PROBLEM TO SOLVE
Return every line of the material below that contains the string "metal", treating uppercase and lowercase letters as distinct.

[Entries from a point annotation set]
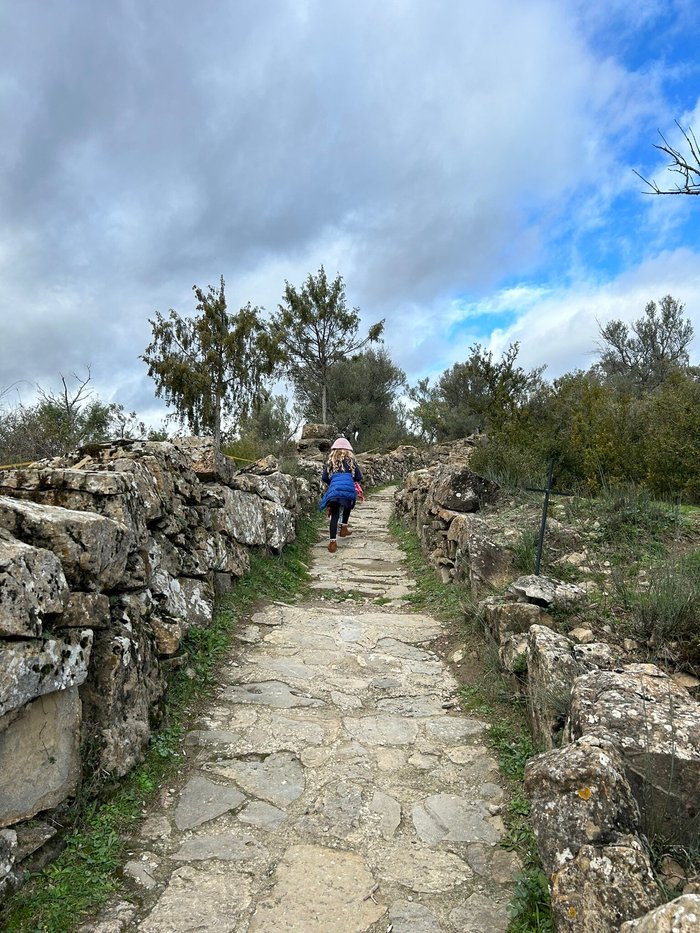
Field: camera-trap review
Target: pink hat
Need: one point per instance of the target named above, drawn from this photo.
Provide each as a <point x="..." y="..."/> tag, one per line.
<point x="341" y="444"/>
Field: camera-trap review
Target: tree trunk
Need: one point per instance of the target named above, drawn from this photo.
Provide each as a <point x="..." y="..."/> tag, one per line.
<point x="217" y="424"/>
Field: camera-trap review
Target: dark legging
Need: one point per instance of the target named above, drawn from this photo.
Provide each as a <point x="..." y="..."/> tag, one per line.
<point x="335" y="513"/>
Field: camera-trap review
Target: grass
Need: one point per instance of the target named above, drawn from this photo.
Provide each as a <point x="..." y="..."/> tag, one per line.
<point x="84" y="875"/>
<point x="448" y="602"/>
<point x="665" y="614"/>
<point x="492" y="698"/>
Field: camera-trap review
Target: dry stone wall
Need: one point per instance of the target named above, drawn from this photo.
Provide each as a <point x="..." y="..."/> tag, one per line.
<point x="107" y="558"/>
<point x="621" y="741"/>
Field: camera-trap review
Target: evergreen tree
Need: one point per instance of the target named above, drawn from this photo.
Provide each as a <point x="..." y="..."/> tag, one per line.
<point x="212" y="366"/>
<point x="315" y="330"/>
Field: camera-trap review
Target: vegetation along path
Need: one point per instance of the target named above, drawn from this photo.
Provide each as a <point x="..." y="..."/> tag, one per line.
<point x="334" y="785"/>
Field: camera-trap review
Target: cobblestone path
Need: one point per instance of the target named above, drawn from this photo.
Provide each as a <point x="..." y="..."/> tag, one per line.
<point x="333" y="786"/>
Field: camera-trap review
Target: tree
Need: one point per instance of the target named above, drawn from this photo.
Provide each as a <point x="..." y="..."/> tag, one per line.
<point x="212" y="366"/>
<point x="686" y="165"/>
<point x="57" y="423"/>
<point x="362" y="399"/>
<point x="316" y="330"/>
<point x="477" y="395"/>
<point x="640" y="358"/>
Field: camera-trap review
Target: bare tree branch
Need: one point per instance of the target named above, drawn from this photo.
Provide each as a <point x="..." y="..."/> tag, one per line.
<point x="686" y="165"/>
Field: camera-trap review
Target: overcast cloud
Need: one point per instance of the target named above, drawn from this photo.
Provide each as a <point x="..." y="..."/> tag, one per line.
<point x="466" y="167"/>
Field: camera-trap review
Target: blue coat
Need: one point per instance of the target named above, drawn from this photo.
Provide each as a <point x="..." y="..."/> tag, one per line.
<point x="341" y="489"/>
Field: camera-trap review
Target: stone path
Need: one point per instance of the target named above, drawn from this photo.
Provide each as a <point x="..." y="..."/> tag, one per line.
<point x="333" y="787"/>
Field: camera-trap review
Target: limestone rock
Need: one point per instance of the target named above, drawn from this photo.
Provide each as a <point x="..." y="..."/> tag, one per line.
<point x="185" y="601"/>
<point x="32" y="836"/>
<point x="656" y="725"/>
<point x="279" y="525"/>
<point x="596" y="655"/>
<point x="207" y="463"/>
<point x="212" y="898"/>
<point x="245" y="517"/>
<point x="552" y="669"/>
<point x="29" y="669"/>
<point x="264" y="466"/>
<point x="679" y="916"/>
<point x="92" y="549"/>
<point x="303" y="899"/>
<point x="579" y="795"/>
<point x="86" y="610"/>
<point x="603" y="886"/>
<point x="32" y="585"/>
<point x="489" y="564"/>
<point x="545" y="591"/>
<point x="460" y="489"/>
<point x="39" y="755"/>
<point x="503" y="617"/>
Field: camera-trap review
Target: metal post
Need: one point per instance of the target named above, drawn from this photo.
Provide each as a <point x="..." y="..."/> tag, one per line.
<point x="543" y="525"/>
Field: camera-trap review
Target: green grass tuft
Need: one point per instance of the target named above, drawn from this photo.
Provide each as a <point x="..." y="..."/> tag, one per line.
<point x="85" y="874"/>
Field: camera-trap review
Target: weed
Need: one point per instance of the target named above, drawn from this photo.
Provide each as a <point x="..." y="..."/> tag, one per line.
<point x="530" y="908"/>
<point x="446" y="601"/>
<point x="525" y="550"/>
<point x="85" y="874"/>
<point x="665" y="613"/>
<point x="514" y="746"/>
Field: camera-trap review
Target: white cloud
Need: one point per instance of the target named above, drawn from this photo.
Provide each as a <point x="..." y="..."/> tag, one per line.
<point x="426" y="152"/>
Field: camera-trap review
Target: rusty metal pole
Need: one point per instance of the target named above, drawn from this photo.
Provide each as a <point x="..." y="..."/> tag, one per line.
<point x="543" y="524"/>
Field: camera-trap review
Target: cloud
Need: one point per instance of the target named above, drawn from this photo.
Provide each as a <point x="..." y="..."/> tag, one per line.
<point x="434" y="155"/>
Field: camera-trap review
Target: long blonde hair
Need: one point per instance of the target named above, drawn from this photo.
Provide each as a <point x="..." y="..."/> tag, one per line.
<point x="341" y="460"/>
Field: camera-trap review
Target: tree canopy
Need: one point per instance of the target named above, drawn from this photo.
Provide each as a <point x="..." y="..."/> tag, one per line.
<point x="315" y="330"/>
<point x="641" y="356"/>
<point x="211" y="366"/>
<point x="686" y="164"/>
<point x="60" y="421"/>
<point x="476" y="395"/>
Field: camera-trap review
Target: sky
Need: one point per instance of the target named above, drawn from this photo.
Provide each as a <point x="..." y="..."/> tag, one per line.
<point x="468" y="168"/>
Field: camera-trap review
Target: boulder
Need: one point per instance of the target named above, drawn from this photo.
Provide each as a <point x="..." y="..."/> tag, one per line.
<point x="603" y="886"/>
<point x="275" y="487"/>
<point x="679" y="916"/>
<point x="86" y="610"/>
<point x="280" y="527"/>
<point x="32" y="586"/>
<point x="596" y="655"/>
<point x="551" y="671"/>
<point x="656" y="725"/>
<point x="546" y="592"/>
<point x="183" y="600"/>
<point x="92" y="549"/>
<point x="208" y="464"/>
<point x="264" y="466"/>
<point x="39" y="755"/>
<point x="29" y="669"/>
<point x="121" y="695"/>
<point x="578" y="796"/>
<point x="502" y="618"/>
<point x="245" y="518"/>
<point x="460" y="489"/>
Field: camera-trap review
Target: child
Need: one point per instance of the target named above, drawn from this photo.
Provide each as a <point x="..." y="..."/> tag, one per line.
<point x="340" y="473"/>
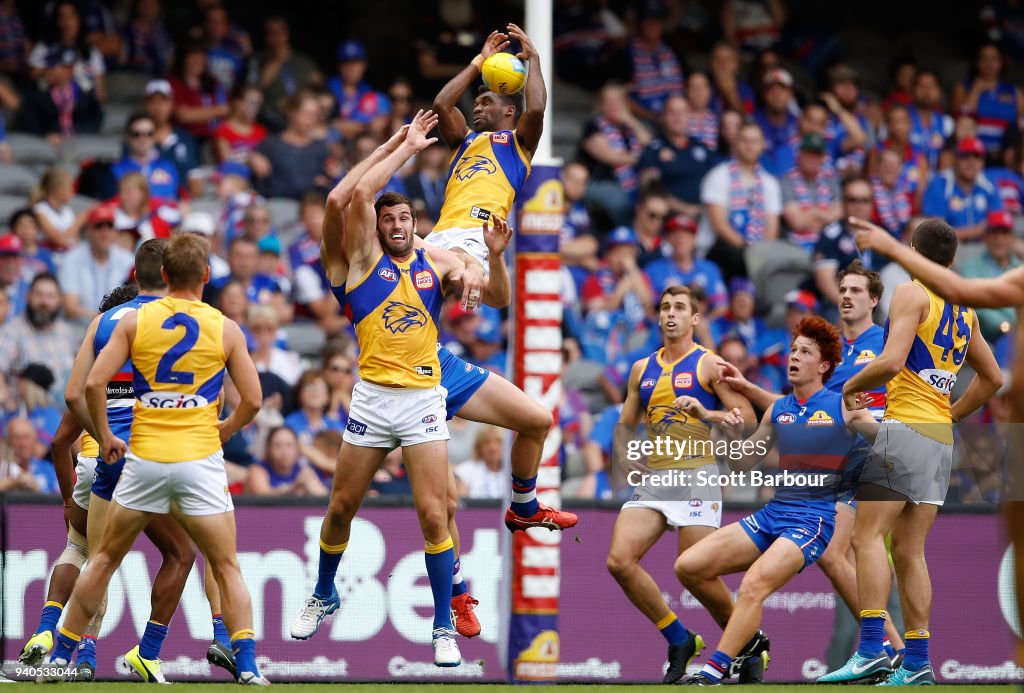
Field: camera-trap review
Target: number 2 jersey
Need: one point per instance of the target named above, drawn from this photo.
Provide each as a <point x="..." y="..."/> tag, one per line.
<point x="177" y="372"/>
<point x="919" y="395"/>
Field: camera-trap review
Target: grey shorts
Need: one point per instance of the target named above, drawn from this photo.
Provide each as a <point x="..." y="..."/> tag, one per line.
<point x="907" y="463"/>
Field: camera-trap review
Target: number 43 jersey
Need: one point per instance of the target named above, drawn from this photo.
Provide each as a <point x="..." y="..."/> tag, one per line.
<point x="919" y="395"/>
<point x="177" y="372"/>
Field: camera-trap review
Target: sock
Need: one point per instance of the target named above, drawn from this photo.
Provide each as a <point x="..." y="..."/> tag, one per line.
<point x="67" y="642"/>
<point x="153" y="640"/>
<point x="458" y="583"/>
<point x="524" y="495"/>
<point x="244" y="647"/>
<point x="916" y="650"/>
<point x="220" y="631"/>
<point x="51" y="614"/>
<point x="440" y="563"/>
<point x="872" y="632"/>
<point x="87" y="651"/>
<point x="330" y="559"/>
<point x="673" y="631"/>
<point x="717" y="666"/>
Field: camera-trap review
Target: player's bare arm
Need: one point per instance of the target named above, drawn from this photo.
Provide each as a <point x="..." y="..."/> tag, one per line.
<point x="1006" y="290"/>
<point x="452" y="122"/>
<point x="75" y="392"/>
<point x="909" y="308"/>
<point x="246" y="379"/>
<point x="987" y="380"/>
<point x="530" y="124"/>
<point x="108" y="363"/>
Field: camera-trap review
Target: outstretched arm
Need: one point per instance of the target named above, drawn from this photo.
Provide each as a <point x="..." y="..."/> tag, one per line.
<point x="530" y="124"/>
<point x="452" y="122"/>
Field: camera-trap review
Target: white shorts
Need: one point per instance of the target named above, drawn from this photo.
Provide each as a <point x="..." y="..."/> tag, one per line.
<point x="384" y="417"/>
<point x="469" y="240"/>
<point x="85" y="470"/>
<point x="199" y="486"/>
<point x="908" y="463"/>
<point x="689" y="506"/>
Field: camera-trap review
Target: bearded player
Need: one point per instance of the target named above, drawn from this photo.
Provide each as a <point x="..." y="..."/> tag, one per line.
<point x="678" y="394"/>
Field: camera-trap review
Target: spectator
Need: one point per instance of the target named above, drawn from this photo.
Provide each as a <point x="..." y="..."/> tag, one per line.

WRITTEN REPLY
Target: metal post
Target: rusty metal pole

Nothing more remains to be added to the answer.